Why I started this thread ?

At some point or another you would have to deal with :

  1. Banks, some are honest but often you find scam-like ones or you pay a steep price just leave your money "safe"
  2. Loss of monetary privacy, because both Italy and the United States (and other countries) governments apparently want to track and check how much money you have or you don't have in your bank account and I have yet to find someone who likes said move from the government
  3. State control. If you look what happened in all of the "civilized" "world", you know now what they are capable of, together with their allies colluding with the state or vice versa.
  4. Exclusion. This is a very recent one. You know exactly what is happening.
As I previously stated , I consider myself a leftist but that doesn't mean I want monopolist dystopia, or to know how much someone is making or similar info. It's not my right or duty and certainly is not the governments. The only notable exception would be individuals like Jimmy Saville and Jeffrey Epstein and others who should be under scrutiny but as this guys said :


its-a-big-club-and-you-aint-init-george-carlin-5898397.png


So screw them!

▬▬▬▬▬▬

## What this task involves
Retype the whole post about banks and monetary privacy, word for word. The lines that follow come from a separate source.

[Records from an annotation dataset]
▬▬▬▬▬▬

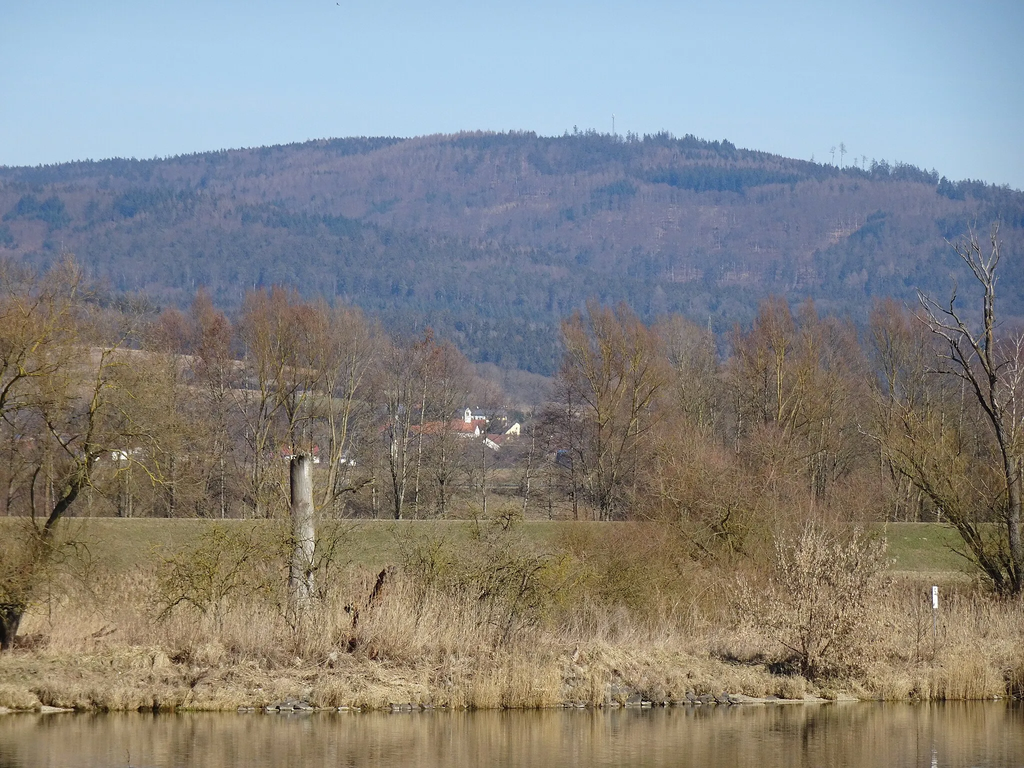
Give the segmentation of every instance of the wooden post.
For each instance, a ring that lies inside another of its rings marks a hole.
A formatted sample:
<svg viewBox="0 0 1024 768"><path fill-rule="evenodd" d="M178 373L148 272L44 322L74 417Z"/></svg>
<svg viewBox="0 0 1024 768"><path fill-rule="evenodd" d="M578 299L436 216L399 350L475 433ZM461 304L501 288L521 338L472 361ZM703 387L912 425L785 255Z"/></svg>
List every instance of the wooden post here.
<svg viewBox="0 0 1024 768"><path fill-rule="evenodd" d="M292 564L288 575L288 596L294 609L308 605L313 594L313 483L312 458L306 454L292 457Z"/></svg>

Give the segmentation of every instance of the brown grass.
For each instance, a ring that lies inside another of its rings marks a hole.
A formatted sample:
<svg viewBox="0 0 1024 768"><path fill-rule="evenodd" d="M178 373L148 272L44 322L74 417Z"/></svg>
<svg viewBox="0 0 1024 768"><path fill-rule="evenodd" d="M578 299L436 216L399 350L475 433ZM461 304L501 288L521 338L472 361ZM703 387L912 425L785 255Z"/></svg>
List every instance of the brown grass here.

▬▬▬▬▬▬

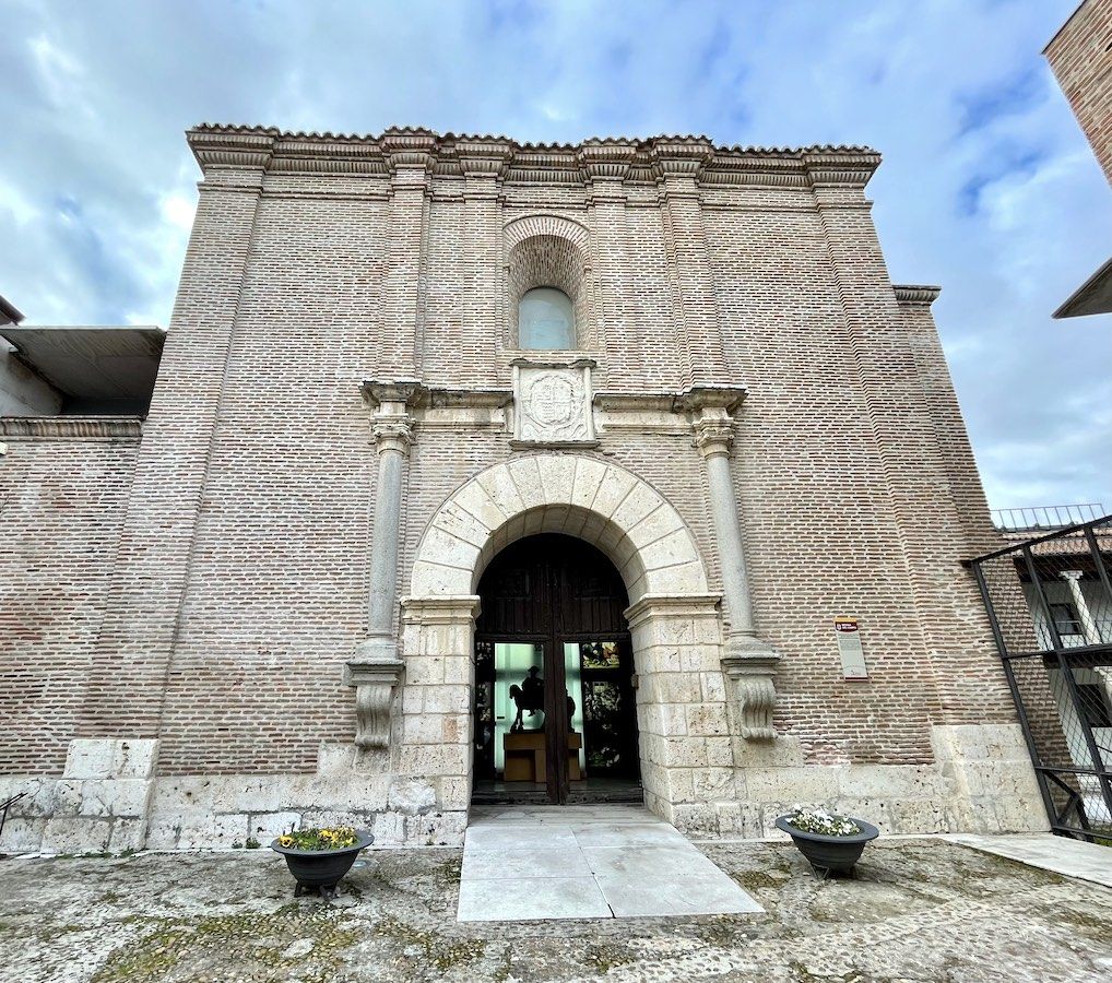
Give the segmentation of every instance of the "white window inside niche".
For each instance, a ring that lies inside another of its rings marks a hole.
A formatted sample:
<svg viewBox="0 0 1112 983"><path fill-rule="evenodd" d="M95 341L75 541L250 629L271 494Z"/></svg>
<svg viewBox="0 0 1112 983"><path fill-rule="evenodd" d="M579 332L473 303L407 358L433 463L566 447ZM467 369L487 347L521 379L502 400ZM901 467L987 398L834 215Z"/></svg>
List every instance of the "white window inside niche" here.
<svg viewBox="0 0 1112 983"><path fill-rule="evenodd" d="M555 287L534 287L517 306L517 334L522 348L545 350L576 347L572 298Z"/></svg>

▬▬▬▬▬▬

## Task result
Why I started this thread ?

At some point or another you would have to deal with :

  1. Banks, some are honest but often you find scam-like ones or you pay a steep price just leave your money "safe"
  2. Loss of monetary privacy, because both Italy and the United States (and other countries) governments apparently want to track and check how much money you have or you don't have in your bank account and I have yet to find someone who likes said move from the government
  3. State control. If you look what happened in all of the "civilized" "world", you know now what they are capable of, together with their allies colluding with the state or vice versa.
  4. Exclusion. This is a very recent one. You know exactly what is happening.
As I previously stated , I consider myself a leftist but that doesn't mean I want monopolist dystopia, or to know how much someone is making or similar info. It's not my right or duty and certainly is not the governments. The only notable exception would be individuals like Jimmy Saville and Jeffrey Epstein and others who should be under scrutiny but as this guys said :


its-a-big-club-and-you-aint-init-george-carlin-5898397.png


So screw them!